**RECORDS**:
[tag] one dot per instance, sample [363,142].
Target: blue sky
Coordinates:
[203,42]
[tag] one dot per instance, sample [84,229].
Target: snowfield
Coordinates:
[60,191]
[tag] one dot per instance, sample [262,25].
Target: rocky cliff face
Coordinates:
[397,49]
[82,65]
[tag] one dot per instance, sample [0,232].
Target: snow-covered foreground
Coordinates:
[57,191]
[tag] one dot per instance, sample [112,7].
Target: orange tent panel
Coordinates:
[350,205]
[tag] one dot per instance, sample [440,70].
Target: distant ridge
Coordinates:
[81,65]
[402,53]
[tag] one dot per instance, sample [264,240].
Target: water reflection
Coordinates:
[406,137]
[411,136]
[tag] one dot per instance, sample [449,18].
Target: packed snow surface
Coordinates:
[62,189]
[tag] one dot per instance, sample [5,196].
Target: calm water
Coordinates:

**INSTRUCTIONS FOR THE TASK**:
Above are some records. Report the number of their lines that include "Target", and add nothing else.

**FINISHED EXERCISE**:
9